● **Task instructions**
Starting with the line that contains "Each <instance> requires", copy every remaining line of the data below exactly, the last one included.

(Collected data entries)
Start of Block
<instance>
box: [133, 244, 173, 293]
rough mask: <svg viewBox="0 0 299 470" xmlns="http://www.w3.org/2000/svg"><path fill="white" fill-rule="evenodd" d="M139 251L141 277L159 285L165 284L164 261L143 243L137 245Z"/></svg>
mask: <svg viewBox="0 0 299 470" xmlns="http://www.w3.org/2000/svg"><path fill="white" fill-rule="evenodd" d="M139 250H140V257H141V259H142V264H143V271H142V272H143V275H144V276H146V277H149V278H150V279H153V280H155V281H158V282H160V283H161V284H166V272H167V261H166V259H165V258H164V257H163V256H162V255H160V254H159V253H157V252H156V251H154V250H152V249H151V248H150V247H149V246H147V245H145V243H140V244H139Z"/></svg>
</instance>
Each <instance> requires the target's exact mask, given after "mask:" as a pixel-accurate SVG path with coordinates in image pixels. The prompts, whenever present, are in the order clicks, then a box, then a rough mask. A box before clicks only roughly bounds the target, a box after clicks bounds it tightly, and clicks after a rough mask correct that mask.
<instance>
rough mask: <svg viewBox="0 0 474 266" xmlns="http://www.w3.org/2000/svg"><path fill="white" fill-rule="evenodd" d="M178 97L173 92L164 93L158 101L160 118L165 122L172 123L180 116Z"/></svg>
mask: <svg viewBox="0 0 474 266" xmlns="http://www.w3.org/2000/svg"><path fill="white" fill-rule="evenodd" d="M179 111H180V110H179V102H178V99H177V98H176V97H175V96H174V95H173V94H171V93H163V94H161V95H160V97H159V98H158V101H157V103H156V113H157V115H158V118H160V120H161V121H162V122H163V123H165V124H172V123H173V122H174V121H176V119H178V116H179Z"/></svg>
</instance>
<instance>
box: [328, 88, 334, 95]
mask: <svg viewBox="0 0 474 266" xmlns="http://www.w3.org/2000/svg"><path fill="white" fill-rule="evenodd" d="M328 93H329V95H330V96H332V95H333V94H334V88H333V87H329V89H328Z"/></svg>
End of Block
● **Written response**
Each <instance> requires the target's exact mask, given after "mask:" as a pixel-accurate SVG path with coordinates in image pixels. The prompts, whenever present, are in the order clicks, then a box, then a rough mask. A box before clicks only roughly bounds the target, a box after clicks bounds it tightly, and clicks after a rough mask correct that mask.
<instance>
rough mask: <svg viewBox="0 0 474 266" xmlns="http://www.w3.org/2000/svg"><path fill="white" fill-rule="evenodd" d="M178 97L173 92L164 93L158 101L160 118L165 122L172 123L180 116Z"/></svg>
mask: <svg viewBox="0 0 474 266" xmlns="http://www.w3.org/2000/svg"><path fill="white" fill-rule="evenodd" d="M179 111H180V110H179V102H178V99H177V98H176V97H175V96H174V95H173V94H171V93H163V94H161V95H160V97H159V98H158V101H157V103H156V113H157V115H158V118H160V120H161V121H162V122H163V123H165V124H172V123H173V122H174V121H176V119H178V116H179Z"/></svg>
</instance>
<instance>
box: [328, 88, 334, 95]
mask: <svg viewBox="0 0 474 266" xmlns="http://www.w3.org/2000/svg"><path fill="white" fill-rule="evenodd" d="M328 93H329V95H330V96H332V95H333V94H334V88H333V87H329V89H328Z"/></svg>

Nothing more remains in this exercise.